#### CONSIGNES:
A – Les affirmations suivantes concordent-elles avec le texte sur Steve Jobs ? (i) Edison est le seul à avoir découvert le cinéma. (ii) L'entrepreneur français s'adresse plutôt aux élites. (iii) Le principe de la standardisation est apparu aux États-Unis au début du XXe siècle.
B – Comment le texte sur Steve Jobs traduit-il approximativement le terme « cheapeners » ?
C – Poursuivez le texte sur Steve Jobs et Thomas Edison après sa dernière phrase.

#### EXTRAIT CITÉ:
>>
Steve Jobs ou le délire d'entreprendre ! 
	 
	Le fondateur d'Apple, première entreprise mondiale par sa valeur boursière, 
	ne cesse depuis qu'il a disparu d'être comparé à Thomas Edison. À juste 
	titre : l'un et l'autre sont symboliques d'une forme de capitalisme qui 
	existe peu en dehors des Etats-Unis. 
	Ceux-là ne furent pas que des inventeurs : des inventeurs, il en existe 
	dans toutes les nations et si Edison n'avait pas perfectionné la lampe à 
	incandescence ou Steve Jobs, l'ordinateur personnel et la tablette 
	électronique, d'autres y seraient parvenus. L'inventeur n'est jamais un 
	génie isolé : au mieux, il dispose de quelques longueurs d'avance sur 
	d'innombrables concurrents (ainsi, tout ce que Edison avait "découvert" 
	l'avait été simultanément en France, comme le cinéma). Le génie particulier 
	de ces entrepreneurs américains est de faire passer leur innovation très 
	rapidement, dans le domaine public : aux Etats-Unis est apparu, dès le début 
	du XIXe siècle, le principe de la standardisation qui correspondait au 
	caractère démocratique de la société américaine.  
	Là où l'entrepreneur français cherche l'excellence et s'adresse plutôt 
	aux élites (le luxe et l’armement), l'Américain vise la masse, au prix le 
	plus abordable possible. Edison, Ford, Jobs, Gates furent et restent des "cheapeners" 
	autant que des inventeurs : terme que l'on traduira approximativement par 
	réducteur de coût, mais qui perd la saveur de l'original. S'il n'existe pas 
	de Steve Jobs européen ou chinois, peut-être est-ce en raison de cet aspect 
	démocratique du capitalisme américain.
<<
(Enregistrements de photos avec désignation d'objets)
>>
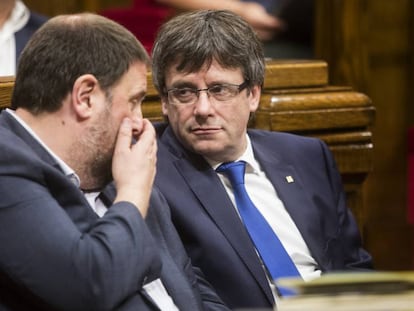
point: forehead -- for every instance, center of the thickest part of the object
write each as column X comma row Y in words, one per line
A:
column 135, row 78
column 210, row 70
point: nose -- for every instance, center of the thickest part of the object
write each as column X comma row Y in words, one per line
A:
column 137, row 111
column 203, row 105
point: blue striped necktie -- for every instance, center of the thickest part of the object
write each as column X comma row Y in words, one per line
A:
column 273, row 254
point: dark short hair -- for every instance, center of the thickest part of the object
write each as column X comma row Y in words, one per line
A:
column 193, row 39
column 66, row 47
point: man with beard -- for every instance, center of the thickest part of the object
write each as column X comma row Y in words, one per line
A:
column 76, row 117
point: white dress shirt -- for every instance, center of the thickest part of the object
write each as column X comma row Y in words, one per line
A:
column 18, row 19
column 267, row 201
column 154, row 289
<<
#### RÉPONSES FOURNIES:
A –
(i) Non : « tout ce que Edison avait "découvert" l'avait été simultanément en France, comme le cinéma ».
(ii) Oui : « l'entrepreneur français cherche l'excellence et s'adresse plutôt aux élites ».
(iii) Non : « dès le début du XIXe siècle ».

B – Par « réducteur de coût ».

C –
	S'y ajoutent aussi des circonstances propres à l'économie américaine et à 
	peu introuvables ailleurs, comme la concentration des talents, venus du 
	monde entier, dans la Silicon Valley en premier, la mise à disposition de 
	capitaux à risques pour de jeunes entrepreneurs qui n'ont pas fait leurs 
	preuves (venture capital), un marché du travail plutôt flexible qui 
	autorise à démonter une entreprise aussi vite qu'on l'a créée et le droit à 
	l'erreur : Steve Jobs n'a pas tout réussi, mais l'échec est perçu dans la 
	société américaine comme une étape normale dans le parcours d'un individu, 
	entrepreneur ou non : voyons ici l'influence d'une culture religieuse qui 
	invite le pécheur à sa rédemption. 
	 
	À toutes ces raisons objectives - la culture, le marché, le financement, la 
	concentration des talents - pour expliquer le caractère unique de 
	l'entrepreneur américain, le psychologue Daniel Kahneman ajoute une 
	explication supplémentaire qui ne relève pas de l'économie classique. Pour 
	qu'un Steve Jobs émerge, dit-il, il convient que bien d'autres échouent.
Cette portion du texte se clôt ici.